【新型インフルエンザ】新型インフル発生時 全国民分ワクチン、半年で製造へ
感染力の強い新型インフルエンザの大流行時に、半年ほどで全国民分のワクチンを製造する自給体制が今年度中に整う見通しになった。鳥などが持つインフルエンザウイルスが遺伝子変異を起こして出現する新型インフルは大半の人に免疫がなく、流行すれば多数の死者が出ると懸念されている。政府が1千億円以上かけて対策を進めてきた。
新型インフルをめぐっては2003年以降、東南アジアを中心に鳥インフルエンザ(H5N1)の発生が続発したため、政府が対策を検討してきた。政府の行動計画は、全人口の25%がかかると最大で約2500万人が受診、死者は64万人と推計する。新型インフル発生後にそのウイルス株を入手して、全国民分のワクチンを半年で自給する準備を10年に開始。12年には緊急事態を想定した特別措置法を制定した。
鶏卵でウイルスを培養する従来法では1年半以上かかるため、政府は1千億円超を製薬企業に支援。細胞培養法という速く製造できる新技術を導入させ、新工場の整備などをした。厚生労働省によると、今年度内に武田薬品工業、化学及血清療法研究所、北里第一三共ワクチンの3者の工場で計1億3千万人分が生産できるようになる。新型インフル発生時には、行動計画に基づき、3者が速やかに製造を始める。発生から約4カ月後以降に出荷できる見通しという。当初は13年度中の達成を目指していたが、阪大微生物病研究会が撤退するなどして大幅に遅れていた。

_ _ _ _ _

■ **課題**
a: 新型インフルエンザのワクチンに関する本文について、次の問いに答えてください。
(i) 政府の行動計画では、全人口の25%がかかった場合、死者を何人と推計しているか。
(ii) 鶏卵でウイルスを培養する従来法では、製造にどれくらいかかるか。
(iii) 今年度内に3者の工場で計何人分が生産できるようになるか。
b: 次の各文が本文の内容と合うかどうかを答え、判断の根拠となる本文の言葉をそのまま引用してください。
(i) 緊急事態を想定した特別措置法は12年に制定された。
(ii) 当初は14年度中の達成を目指していた。
(iii) ワクチンは発生から約2カ月後に出荷できる見通しである。
項目は本文とは別の資料です。

保存された項目:
_ _ _ _ _

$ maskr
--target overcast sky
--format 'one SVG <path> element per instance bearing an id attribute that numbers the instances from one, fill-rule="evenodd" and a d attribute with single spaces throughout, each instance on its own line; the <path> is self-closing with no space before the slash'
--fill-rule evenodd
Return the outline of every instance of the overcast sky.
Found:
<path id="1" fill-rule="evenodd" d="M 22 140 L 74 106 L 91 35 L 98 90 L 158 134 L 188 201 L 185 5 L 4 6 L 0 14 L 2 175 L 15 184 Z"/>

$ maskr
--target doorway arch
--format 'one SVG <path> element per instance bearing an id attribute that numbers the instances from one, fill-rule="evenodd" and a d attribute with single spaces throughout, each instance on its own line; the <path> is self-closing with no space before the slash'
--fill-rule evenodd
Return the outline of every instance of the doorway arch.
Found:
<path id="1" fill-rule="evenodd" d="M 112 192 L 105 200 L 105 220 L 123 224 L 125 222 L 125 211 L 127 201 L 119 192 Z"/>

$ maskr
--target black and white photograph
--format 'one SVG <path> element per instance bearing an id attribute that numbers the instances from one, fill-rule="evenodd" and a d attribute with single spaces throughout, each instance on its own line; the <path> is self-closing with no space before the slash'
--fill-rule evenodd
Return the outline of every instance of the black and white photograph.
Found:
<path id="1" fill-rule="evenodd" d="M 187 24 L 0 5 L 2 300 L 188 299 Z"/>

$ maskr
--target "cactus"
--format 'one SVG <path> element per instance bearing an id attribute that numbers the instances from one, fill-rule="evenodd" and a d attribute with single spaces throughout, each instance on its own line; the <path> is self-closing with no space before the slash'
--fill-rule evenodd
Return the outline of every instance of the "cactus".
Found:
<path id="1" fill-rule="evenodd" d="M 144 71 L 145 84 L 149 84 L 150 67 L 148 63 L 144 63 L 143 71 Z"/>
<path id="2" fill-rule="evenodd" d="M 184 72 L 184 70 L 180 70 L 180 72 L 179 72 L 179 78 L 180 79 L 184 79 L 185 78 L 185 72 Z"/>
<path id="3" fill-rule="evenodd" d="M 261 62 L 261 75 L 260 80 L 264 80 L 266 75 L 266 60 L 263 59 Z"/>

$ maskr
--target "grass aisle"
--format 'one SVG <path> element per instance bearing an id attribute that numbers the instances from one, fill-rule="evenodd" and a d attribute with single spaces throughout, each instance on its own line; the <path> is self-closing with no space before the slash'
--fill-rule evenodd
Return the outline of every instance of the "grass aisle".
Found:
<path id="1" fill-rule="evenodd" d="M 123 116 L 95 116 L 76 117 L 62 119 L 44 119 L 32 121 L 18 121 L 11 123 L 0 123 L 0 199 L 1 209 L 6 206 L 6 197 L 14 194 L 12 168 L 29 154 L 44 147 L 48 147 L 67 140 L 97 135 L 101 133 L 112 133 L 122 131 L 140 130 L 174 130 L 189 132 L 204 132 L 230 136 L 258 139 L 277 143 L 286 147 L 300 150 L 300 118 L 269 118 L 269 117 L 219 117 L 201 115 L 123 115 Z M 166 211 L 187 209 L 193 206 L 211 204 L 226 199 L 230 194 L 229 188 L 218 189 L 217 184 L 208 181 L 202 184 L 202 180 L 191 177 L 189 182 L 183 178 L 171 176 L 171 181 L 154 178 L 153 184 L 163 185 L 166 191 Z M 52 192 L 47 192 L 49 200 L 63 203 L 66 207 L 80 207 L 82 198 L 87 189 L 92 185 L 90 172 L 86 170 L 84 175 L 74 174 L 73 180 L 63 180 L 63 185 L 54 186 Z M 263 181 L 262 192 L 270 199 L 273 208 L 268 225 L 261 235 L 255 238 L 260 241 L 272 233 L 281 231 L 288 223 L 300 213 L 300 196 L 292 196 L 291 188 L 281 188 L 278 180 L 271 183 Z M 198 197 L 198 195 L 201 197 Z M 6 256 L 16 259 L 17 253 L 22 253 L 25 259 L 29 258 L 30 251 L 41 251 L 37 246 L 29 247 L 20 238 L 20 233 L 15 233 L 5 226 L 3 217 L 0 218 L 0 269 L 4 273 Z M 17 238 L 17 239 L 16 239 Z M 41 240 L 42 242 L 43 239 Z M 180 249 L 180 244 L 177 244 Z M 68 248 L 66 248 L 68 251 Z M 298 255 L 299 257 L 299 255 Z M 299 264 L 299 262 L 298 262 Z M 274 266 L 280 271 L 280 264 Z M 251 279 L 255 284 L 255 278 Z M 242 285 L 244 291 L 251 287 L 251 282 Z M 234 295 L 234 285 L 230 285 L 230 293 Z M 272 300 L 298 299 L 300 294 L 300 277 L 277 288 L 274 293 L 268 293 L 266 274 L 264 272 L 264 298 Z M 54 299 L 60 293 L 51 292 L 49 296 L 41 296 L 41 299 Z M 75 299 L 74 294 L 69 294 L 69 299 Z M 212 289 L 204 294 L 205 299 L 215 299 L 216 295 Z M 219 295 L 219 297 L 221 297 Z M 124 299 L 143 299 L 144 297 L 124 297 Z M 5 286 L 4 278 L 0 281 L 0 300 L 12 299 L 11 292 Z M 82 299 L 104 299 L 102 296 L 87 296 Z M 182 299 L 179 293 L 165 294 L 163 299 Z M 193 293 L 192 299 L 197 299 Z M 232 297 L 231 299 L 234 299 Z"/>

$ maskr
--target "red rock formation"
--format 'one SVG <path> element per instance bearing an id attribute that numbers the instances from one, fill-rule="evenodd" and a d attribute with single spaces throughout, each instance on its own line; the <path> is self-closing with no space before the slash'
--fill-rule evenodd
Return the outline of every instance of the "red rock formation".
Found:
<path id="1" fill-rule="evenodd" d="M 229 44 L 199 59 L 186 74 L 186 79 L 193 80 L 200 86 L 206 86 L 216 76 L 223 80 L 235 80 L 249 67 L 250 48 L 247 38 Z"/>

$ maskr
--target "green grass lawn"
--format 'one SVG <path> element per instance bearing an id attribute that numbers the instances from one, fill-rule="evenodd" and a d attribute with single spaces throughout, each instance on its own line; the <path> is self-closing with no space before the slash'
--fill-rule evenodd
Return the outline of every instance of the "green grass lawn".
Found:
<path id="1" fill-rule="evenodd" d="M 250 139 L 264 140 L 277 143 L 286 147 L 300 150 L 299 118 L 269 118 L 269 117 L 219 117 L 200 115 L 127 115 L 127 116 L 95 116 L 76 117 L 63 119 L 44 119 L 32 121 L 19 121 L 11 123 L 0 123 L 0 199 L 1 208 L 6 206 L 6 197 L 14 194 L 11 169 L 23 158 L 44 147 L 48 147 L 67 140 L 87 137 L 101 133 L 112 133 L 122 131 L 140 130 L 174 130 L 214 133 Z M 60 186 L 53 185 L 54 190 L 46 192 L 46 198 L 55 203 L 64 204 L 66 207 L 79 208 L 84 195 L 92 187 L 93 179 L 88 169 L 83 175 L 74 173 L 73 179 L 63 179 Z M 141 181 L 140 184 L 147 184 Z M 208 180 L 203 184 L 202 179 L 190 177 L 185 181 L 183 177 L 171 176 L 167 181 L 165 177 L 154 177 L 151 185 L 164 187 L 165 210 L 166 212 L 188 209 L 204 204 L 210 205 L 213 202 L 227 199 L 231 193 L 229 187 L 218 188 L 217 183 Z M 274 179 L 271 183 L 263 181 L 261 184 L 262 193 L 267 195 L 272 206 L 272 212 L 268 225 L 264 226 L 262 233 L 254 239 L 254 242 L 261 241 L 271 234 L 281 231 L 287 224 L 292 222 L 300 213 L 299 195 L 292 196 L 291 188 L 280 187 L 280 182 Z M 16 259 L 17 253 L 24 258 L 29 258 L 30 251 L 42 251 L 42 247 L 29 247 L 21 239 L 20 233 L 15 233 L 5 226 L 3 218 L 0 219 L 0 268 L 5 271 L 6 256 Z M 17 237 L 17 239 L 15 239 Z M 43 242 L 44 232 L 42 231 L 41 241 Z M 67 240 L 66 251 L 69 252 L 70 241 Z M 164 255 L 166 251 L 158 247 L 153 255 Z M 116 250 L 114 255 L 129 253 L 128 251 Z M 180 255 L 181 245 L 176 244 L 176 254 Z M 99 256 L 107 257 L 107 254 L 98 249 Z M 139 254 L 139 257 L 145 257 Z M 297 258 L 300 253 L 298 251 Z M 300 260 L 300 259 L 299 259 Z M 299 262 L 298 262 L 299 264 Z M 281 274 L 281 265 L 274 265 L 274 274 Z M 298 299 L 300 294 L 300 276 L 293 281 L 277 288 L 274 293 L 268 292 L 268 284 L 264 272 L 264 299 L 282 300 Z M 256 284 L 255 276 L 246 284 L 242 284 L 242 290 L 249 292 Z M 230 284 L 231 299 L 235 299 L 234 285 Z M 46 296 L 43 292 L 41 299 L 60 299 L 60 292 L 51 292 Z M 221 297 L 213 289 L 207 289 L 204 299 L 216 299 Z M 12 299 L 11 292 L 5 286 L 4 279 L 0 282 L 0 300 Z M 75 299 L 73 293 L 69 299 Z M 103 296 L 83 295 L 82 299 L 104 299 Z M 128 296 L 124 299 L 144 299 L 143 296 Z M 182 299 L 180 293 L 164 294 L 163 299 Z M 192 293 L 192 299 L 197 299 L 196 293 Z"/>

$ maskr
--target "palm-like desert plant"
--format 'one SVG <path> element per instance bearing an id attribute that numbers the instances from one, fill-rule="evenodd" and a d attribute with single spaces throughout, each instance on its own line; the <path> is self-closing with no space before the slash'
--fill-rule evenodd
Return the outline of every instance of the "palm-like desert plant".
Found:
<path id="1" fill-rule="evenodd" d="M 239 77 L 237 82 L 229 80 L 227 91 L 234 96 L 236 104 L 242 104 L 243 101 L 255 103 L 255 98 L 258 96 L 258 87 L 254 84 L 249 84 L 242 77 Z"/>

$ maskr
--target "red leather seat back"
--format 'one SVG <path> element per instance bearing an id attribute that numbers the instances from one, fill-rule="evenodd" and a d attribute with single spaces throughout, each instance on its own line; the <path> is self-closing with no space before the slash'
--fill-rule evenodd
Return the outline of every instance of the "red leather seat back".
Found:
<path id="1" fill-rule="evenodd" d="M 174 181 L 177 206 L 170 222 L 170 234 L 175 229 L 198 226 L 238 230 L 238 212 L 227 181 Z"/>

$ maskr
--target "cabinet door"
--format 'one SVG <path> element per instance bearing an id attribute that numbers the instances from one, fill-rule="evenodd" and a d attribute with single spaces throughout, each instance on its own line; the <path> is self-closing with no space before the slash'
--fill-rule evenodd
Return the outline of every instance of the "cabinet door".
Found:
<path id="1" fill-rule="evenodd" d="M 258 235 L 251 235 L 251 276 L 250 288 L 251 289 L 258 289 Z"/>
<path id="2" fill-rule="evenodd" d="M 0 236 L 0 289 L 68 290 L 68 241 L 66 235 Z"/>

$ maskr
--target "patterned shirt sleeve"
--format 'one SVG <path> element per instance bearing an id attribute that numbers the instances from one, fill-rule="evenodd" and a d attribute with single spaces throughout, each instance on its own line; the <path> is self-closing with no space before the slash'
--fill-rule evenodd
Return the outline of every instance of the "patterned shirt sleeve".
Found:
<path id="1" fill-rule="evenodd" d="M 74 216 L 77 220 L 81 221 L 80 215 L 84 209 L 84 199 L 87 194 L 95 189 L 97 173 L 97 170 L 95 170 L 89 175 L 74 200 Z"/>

_ _ _ _ _

■ **解答**
a:
(i) 64万人
(ii) 1年半以上
(iii) 1億3千万人分

b:
(i) はい。「12年には緊急事態を想定した特別措置法を制定した」
(ii) いいえ。「当初は13年度中の達成を目指していた」
(iii) いいえ。「発生から約4カ月後以降に出荷できる見通しという」